Record set –
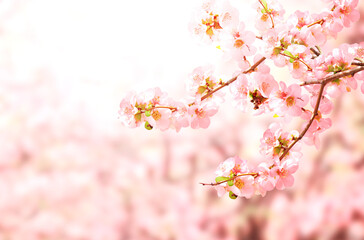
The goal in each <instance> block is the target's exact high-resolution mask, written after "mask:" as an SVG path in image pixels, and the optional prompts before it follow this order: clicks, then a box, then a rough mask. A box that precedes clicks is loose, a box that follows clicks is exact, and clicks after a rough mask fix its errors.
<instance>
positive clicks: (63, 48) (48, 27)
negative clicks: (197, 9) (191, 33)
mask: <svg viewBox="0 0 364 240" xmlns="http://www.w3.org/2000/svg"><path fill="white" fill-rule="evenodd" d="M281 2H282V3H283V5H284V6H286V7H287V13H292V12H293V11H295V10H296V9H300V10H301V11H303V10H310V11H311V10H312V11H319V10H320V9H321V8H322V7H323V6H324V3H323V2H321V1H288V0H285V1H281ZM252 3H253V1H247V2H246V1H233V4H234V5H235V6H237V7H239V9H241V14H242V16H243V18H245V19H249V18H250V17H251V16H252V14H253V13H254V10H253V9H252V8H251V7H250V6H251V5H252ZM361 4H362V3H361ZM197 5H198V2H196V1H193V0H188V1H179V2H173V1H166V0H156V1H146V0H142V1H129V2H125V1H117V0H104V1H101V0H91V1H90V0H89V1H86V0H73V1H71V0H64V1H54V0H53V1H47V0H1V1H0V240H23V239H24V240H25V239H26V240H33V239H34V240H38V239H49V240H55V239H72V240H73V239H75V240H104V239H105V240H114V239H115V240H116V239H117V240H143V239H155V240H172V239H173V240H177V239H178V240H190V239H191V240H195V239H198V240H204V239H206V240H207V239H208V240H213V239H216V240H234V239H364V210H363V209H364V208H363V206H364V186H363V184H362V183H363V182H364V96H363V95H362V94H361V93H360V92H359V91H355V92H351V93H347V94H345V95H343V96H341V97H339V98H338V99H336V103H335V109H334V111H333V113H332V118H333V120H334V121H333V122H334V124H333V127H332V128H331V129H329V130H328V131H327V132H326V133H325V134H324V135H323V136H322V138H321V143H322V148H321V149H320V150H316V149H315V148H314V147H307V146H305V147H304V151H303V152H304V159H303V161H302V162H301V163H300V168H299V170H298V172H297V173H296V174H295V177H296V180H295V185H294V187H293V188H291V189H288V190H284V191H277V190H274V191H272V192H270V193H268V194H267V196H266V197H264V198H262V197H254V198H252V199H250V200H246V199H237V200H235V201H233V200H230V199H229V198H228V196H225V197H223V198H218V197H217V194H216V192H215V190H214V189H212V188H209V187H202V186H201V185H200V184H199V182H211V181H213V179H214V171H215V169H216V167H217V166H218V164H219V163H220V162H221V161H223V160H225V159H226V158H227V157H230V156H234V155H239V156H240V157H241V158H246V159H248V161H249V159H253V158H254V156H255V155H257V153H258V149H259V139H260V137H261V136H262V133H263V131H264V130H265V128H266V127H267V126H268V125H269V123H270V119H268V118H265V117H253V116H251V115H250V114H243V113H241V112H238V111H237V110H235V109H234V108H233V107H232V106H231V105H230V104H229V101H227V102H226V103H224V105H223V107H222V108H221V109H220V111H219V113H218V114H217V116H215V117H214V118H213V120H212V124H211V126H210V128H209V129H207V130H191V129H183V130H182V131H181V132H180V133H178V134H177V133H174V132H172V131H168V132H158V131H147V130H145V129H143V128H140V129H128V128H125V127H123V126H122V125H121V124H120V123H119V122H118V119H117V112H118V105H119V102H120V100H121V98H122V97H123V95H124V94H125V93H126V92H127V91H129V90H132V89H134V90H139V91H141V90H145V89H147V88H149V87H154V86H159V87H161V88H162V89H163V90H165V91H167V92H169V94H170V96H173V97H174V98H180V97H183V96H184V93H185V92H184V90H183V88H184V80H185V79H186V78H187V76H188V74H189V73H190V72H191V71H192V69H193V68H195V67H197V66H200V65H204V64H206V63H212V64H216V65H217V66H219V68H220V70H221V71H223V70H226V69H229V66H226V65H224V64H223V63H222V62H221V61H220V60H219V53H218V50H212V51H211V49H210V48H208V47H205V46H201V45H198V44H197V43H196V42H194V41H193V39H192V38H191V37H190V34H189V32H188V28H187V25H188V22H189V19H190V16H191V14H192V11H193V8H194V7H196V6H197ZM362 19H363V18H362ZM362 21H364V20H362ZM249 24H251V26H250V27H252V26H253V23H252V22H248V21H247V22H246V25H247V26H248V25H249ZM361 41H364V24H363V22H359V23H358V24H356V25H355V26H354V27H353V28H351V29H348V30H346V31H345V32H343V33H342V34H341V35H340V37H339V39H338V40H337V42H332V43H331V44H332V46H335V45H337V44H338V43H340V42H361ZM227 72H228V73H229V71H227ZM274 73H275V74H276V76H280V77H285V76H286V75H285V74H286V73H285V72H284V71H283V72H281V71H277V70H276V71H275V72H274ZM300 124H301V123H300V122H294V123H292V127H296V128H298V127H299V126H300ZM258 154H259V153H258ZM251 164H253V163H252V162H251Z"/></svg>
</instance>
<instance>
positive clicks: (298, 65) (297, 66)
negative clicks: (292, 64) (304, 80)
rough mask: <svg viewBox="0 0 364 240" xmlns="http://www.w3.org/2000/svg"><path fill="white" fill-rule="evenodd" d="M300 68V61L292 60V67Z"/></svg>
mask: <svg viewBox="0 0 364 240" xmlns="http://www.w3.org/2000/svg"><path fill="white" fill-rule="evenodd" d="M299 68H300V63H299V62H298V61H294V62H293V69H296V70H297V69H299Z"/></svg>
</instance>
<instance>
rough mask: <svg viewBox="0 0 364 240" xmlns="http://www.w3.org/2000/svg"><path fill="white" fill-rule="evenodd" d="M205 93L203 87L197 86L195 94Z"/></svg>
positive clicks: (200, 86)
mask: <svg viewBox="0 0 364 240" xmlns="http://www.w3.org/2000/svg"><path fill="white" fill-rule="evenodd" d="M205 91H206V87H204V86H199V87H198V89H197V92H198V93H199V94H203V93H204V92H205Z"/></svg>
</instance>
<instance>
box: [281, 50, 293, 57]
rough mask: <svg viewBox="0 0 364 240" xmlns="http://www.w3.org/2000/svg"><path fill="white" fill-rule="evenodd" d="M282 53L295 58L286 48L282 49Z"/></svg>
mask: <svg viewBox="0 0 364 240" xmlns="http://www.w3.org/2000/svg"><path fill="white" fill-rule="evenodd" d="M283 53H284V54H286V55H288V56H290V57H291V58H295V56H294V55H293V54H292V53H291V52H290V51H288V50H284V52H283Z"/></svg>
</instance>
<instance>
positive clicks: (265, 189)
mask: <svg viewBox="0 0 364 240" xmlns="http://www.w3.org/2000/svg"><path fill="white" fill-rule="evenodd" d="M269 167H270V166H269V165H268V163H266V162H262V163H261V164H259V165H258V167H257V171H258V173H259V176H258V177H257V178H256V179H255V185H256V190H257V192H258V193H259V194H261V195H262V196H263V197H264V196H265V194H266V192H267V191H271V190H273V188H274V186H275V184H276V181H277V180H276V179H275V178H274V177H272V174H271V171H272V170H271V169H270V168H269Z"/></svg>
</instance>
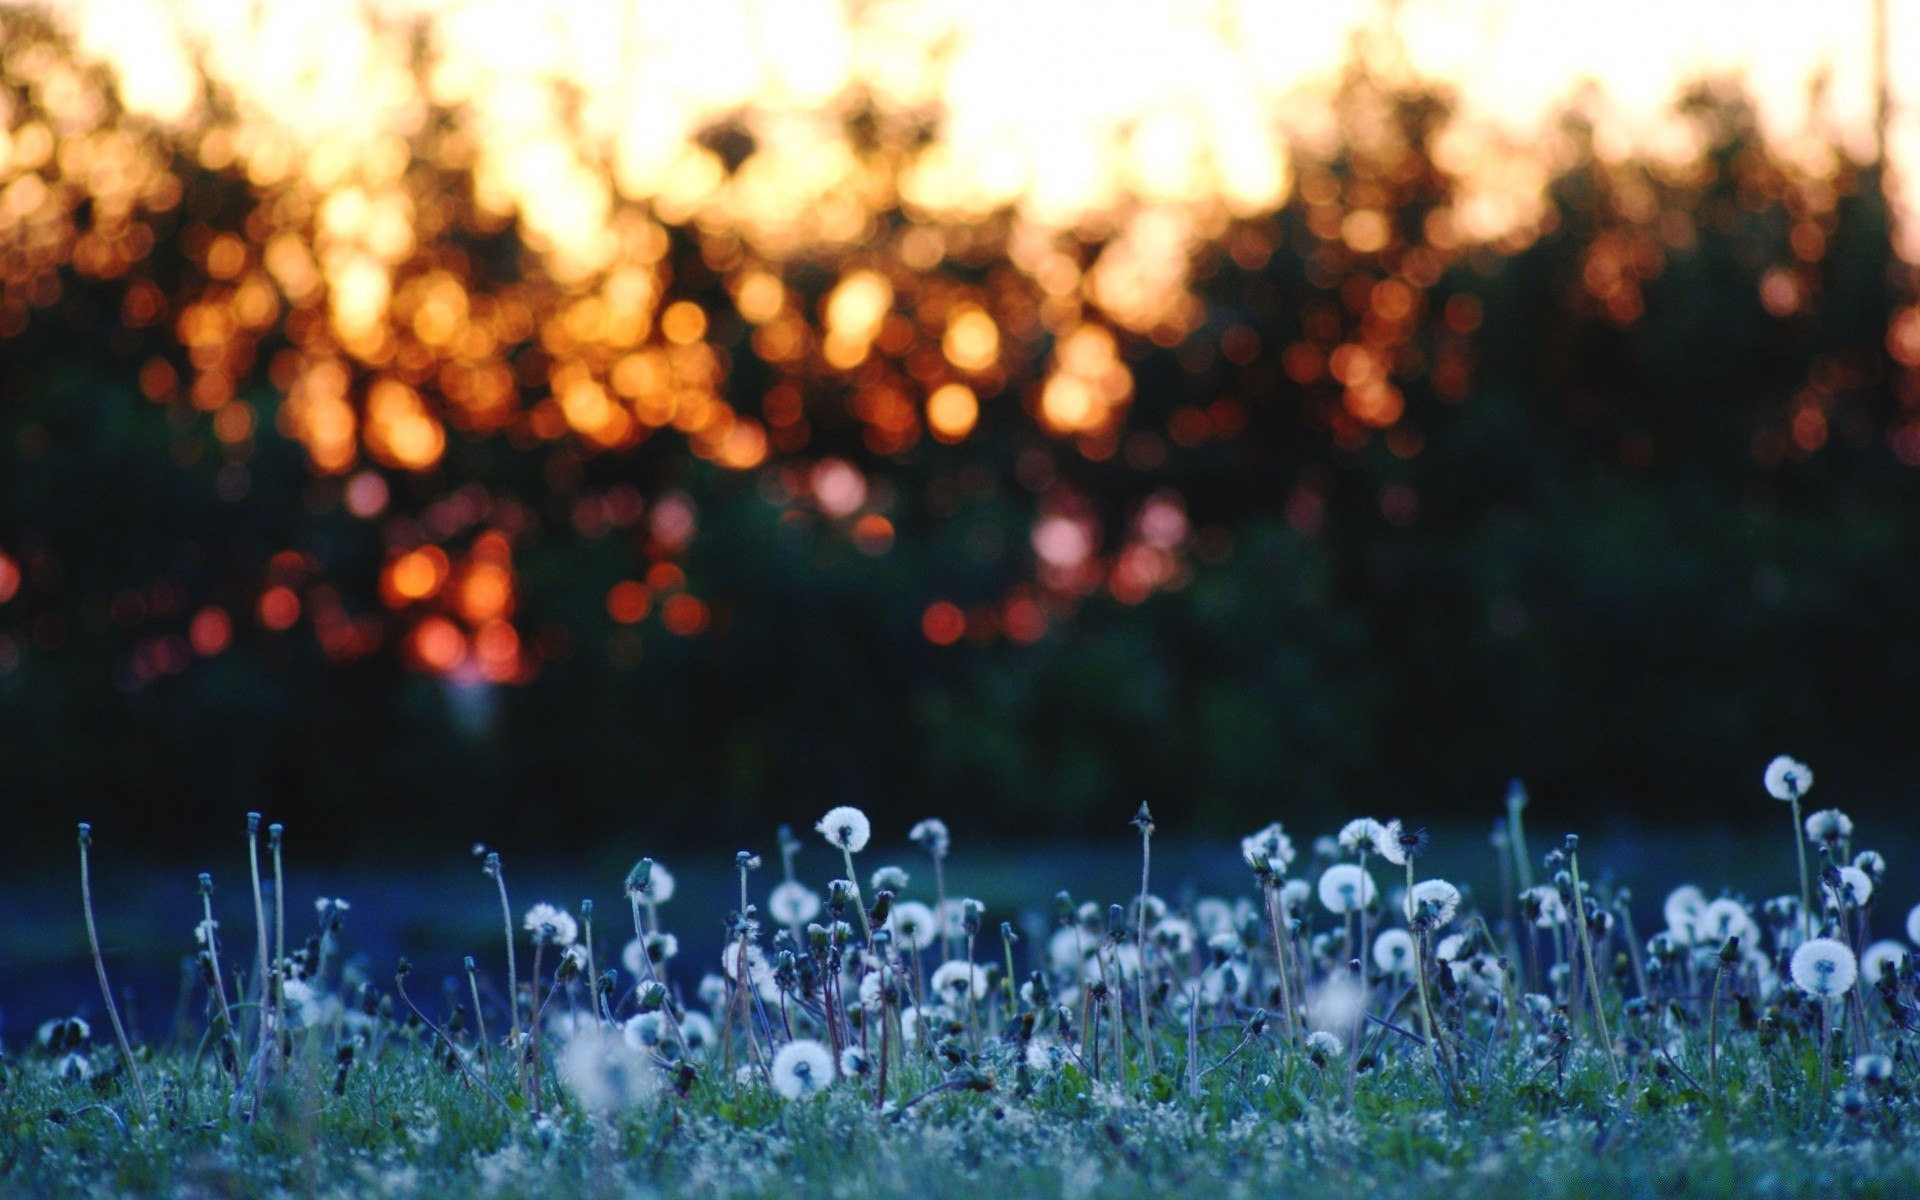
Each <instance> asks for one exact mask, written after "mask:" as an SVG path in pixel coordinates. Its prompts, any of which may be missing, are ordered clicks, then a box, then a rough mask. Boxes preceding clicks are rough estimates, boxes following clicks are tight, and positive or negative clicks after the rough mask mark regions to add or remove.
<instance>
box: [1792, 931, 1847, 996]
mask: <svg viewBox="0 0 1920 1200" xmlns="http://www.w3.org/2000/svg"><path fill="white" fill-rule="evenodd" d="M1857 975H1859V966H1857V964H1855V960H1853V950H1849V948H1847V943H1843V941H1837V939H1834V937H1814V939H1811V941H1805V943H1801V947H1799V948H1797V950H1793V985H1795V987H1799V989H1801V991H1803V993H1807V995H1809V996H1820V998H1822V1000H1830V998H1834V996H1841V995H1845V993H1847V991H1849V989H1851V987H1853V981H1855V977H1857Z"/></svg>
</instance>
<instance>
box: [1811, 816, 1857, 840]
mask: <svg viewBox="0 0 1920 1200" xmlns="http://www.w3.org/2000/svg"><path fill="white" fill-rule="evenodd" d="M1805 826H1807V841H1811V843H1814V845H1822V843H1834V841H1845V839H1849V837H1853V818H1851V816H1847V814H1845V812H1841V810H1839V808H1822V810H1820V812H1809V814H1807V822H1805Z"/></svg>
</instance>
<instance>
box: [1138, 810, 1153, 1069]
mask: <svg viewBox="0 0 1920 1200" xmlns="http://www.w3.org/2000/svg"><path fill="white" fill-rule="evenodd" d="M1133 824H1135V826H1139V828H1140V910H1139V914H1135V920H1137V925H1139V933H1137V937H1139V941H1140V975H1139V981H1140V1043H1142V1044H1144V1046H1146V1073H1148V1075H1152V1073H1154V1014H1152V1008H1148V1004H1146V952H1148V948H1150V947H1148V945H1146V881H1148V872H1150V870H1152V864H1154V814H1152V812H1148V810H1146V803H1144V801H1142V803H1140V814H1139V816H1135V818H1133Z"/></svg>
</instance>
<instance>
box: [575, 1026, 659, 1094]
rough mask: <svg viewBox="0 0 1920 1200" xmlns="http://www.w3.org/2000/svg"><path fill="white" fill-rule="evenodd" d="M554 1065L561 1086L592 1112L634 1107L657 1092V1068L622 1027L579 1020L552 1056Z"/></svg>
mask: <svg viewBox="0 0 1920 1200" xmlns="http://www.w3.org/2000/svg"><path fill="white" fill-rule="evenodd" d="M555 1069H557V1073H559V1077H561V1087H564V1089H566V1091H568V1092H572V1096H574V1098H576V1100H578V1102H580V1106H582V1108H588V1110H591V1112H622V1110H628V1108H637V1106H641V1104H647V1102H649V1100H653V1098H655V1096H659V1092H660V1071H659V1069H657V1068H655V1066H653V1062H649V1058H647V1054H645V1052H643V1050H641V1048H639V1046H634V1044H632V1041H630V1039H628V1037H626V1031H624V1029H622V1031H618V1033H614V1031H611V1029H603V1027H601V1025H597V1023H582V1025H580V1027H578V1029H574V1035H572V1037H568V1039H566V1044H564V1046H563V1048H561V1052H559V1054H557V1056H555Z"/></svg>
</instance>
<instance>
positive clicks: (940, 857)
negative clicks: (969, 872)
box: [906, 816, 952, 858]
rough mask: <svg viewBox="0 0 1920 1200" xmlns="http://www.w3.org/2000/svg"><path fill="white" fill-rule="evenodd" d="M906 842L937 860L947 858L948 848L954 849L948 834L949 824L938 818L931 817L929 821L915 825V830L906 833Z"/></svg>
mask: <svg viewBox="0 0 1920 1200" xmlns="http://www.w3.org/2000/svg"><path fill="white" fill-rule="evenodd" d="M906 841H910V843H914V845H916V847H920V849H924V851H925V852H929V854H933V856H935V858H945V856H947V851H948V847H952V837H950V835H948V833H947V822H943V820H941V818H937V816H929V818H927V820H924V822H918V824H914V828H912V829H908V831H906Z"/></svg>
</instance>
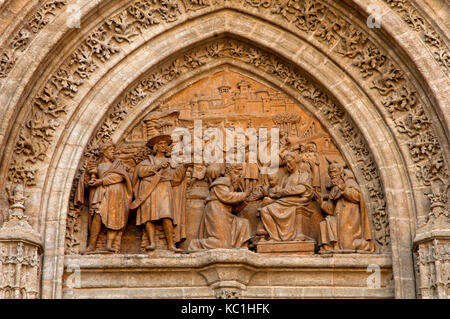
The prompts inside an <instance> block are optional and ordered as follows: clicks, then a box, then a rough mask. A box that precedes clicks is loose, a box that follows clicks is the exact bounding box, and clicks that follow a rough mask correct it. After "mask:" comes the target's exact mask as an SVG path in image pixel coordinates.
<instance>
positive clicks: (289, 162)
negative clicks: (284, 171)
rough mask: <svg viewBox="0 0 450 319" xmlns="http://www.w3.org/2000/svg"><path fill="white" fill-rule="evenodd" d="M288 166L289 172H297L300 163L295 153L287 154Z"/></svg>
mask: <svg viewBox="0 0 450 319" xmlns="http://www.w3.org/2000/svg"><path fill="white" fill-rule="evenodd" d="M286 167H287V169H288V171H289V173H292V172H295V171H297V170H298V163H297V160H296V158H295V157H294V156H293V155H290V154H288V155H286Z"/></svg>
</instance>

Instructions for the task – Find where the line with "box: [575, 1026, 659, 1094]" sits in the material above, then copy exactly from it through the line with "box: [906, 816, 952, 858]". Add no other line.

Finished exercise –
box: [575, 1026, 659, 1094]
rough mask: <svg viewBox="0 0 1920 1200" xmlns="http://www.w3.org/2000/svg"><path fill="white" fill-rule="evenodd" d="M554 1065L561 1086L592 1112L634 1107L657 1092V1068L622 1027L579 1020L552 1056Z"/></svg>
mask: <svg viewBox="0 0 1920 1200" xmlns="http://www.w3.org/2000/svg"><path fill="white" fill-rule="evenodd" d="M555 1069H557V1073H559V1077H561V1087H564V1089H566V1091H568V1092H572V1096H574V1098H576V1100H578V1102H580V1106H582V1108H588V1110H591V1112H622V1110H628V1108H637V1106H641V1104H647V1102H649V1100H653V1098H655V1096H659V1092H660V1071H659V1069H657V1068H655V1066H653V1062H649V1058H647V1054H645V1052H643V1050H641V1048H639V1046H634V1044H632V1041H630V1039H628V1037H626V1031H624V1029H622V1031H618V1033H614V1031H611V1029H603V1027H601V1025H597V1023H582V1025H580V1027H578V1029H574V1035H572V1037H568V1039H566V1044H564V1046H563V1048H561V1052H559V1054H557V1056H555Z"/></svg>
</instance>
<instance>
positive clicks: (940, 857)
negative clicks: (969, 872)
box: [906, 816, 952, 858]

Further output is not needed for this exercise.